| Instruction 1 |
In the forum thread about setting up a saltwater tank, which fish does Lupin suggest as a starting fish?

| Extract provided |
# want to switch to saltwater!!!



## connord182 (Sep 21, 2006)

ok so i have a ten gallon laying around at home and i want to turn it into a little salt water aquarium. nothing to big, but i want to try it out. i just wanted to know how much would it cost to set up a good saltwater aquarium for my 10 gal. (do i need a certain filter? how much salt to buy? coral?) any help on getting started is appreciated.


----------



## trreherd (Aug 7, 2006)

sence nobody else wanted to respond i will
that all depends what do you want to keep?
do you want corals?-If so you will need special lighing($70)
If you only want some fish and a few shrimps than its cheap.
the live rock in a 10 gallon would be 70 bucks if purchased off liveaquaria(thats were i would get it) 
The salt would be cheap($40 worth would last you a long time)
No you do not need a certain filter
Oh i see it looks like you stated that you wanted coral. for the pricing on coral you can make it however much you want it to be.


----------



## connord182 (Sep 21, 2006)

k thanks! if i did anything, it would just get like a few fish. i dont know if i would want to keep coral cause that sounds a little hard. i would maybe try to get fake coral? i dont know really. just fish and salt is all it sounds like i need. so hopefully it wouldnt be too exspensive!


----------



## Lupin (Aug 2, 2006)

Hi Connord.:wave:

You are given the option of which marine system you really want to keep.
Fish only, FOWLR, mixed community reef, full on reef(if reef do you keep soft corals, LPS, or mainly SPS)

I would suggest Chromis caerulea as your starting fish. Amphiprion ocellaris is also another option but I like it better if they are kept with anemones. And as I've been reading in this section, some marine enthusiasts will suggest bubble anemone as the only anemone fit for a small tank.

There's a thread by Nick in Saltwater Pictures and Videos. It contains everything about his 10 gallons marine tank.

Good luck.:thumbsup:


----------



## caferacermike (Oct 3, 2006)

For a 10g I would concentrate mainly on corals, not fish. Not to many fish that I would recommend for such a small tank. Maybe a Panda goby if available, about $50. Or tiger/fusa gobies for about $20. I'd try to fill it with mushrooms and zoas. Maybe some small LPS like hammers, frogspawn, torch or galaxia. A handful of hermits, snails and one white sand shifting star. One sixline wrasse would be plenty of fish. I'd at least look into either a nice canister (Eheim 1213) or a HOT (like whisper) to add some currents if not adding a powerhead.

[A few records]

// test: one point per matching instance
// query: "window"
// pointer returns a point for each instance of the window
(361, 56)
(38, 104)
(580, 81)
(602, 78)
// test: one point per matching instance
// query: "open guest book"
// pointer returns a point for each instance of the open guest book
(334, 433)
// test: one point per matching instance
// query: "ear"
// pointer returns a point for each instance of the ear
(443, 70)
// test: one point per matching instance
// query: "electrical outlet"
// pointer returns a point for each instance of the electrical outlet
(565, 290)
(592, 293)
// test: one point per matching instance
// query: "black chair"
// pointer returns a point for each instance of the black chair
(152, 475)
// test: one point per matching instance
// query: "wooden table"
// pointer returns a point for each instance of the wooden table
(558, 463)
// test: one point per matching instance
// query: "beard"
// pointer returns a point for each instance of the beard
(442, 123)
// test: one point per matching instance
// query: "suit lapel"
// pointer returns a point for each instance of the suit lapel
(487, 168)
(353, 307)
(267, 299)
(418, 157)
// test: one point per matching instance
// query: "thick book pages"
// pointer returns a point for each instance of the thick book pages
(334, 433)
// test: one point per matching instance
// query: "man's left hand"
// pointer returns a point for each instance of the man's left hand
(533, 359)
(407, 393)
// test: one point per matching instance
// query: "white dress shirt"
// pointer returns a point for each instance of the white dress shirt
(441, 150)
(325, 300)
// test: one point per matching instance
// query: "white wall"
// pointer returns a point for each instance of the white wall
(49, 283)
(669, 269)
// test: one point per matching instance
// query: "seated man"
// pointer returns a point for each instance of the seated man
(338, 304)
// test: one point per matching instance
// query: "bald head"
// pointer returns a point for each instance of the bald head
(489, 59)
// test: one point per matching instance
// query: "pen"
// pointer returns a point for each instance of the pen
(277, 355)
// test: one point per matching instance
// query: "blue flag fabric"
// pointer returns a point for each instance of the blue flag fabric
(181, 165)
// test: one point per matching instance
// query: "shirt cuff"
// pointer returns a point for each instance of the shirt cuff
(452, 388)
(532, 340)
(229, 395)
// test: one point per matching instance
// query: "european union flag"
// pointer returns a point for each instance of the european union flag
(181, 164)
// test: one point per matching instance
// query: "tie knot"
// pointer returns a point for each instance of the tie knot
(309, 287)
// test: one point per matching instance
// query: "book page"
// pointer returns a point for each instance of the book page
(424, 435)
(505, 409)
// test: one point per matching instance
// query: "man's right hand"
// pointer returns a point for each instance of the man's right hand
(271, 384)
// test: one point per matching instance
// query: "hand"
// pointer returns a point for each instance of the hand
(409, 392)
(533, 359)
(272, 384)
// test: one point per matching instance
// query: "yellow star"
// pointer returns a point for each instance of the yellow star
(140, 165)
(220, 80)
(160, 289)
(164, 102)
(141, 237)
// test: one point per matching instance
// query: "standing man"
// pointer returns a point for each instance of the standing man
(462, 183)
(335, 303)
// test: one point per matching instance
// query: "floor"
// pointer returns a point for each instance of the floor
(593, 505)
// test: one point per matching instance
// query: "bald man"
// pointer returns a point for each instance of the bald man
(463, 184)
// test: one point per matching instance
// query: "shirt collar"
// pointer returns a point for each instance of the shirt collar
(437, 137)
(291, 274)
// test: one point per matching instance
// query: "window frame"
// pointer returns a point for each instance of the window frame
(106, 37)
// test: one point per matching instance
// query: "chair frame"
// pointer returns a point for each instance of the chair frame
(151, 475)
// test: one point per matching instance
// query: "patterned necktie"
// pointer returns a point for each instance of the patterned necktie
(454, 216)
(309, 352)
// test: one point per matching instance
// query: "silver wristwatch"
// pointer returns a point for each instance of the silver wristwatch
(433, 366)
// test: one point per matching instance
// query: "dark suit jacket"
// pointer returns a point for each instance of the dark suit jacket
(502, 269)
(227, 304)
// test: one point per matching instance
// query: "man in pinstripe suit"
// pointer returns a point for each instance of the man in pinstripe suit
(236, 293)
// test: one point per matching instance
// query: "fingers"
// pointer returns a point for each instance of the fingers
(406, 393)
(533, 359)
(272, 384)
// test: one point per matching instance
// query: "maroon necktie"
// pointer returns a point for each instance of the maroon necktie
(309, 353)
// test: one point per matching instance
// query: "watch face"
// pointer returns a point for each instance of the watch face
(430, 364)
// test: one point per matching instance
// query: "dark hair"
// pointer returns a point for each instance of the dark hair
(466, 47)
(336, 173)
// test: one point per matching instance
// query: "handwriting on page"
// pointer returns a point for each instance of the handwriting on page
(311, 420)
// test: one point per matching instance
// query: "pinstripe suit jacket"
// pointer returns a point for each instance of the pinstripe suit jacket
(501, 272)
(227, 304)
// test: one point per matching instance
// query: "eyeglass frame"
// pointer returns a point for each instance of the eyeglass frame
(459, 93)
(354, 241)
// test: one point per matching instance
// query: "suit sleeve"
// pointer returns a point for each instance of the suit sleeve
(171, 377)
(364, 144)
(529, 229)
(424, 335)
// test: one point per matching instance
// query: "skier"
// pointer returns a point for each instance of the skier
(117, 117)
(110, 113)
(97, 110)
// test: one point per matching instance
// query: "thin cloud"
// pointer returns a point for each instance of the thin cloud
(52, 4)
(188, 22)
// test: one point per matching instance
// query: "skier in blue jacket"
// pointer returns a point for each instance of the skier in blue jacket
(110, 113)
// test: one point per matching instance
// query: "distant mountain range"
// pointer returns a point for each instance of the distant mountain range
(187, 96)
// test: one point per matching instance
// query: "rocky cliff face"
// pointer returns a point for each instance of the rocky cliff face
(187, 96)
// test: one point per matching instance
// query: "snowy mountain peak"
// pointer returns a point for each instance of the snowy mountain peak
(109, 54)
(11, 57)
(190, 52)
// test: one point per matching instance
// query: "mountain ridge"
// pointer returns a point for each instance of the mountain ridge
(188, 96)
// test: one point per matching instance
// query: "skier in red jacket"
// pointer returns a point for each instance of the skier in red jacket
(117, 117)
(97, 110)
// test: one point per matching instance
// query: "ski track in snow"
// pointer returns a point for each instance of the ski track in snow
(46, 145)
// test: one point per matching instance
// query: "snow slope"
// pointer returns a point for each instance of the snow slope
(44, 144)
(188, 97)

| Instruction 2 |
Gather every line of the records that contains the word "beard".

| Expected output 1 |
Chromis caerulea.

| Expected output 2 |
// query: "beard"
// pointer returns a point for each instance of the beard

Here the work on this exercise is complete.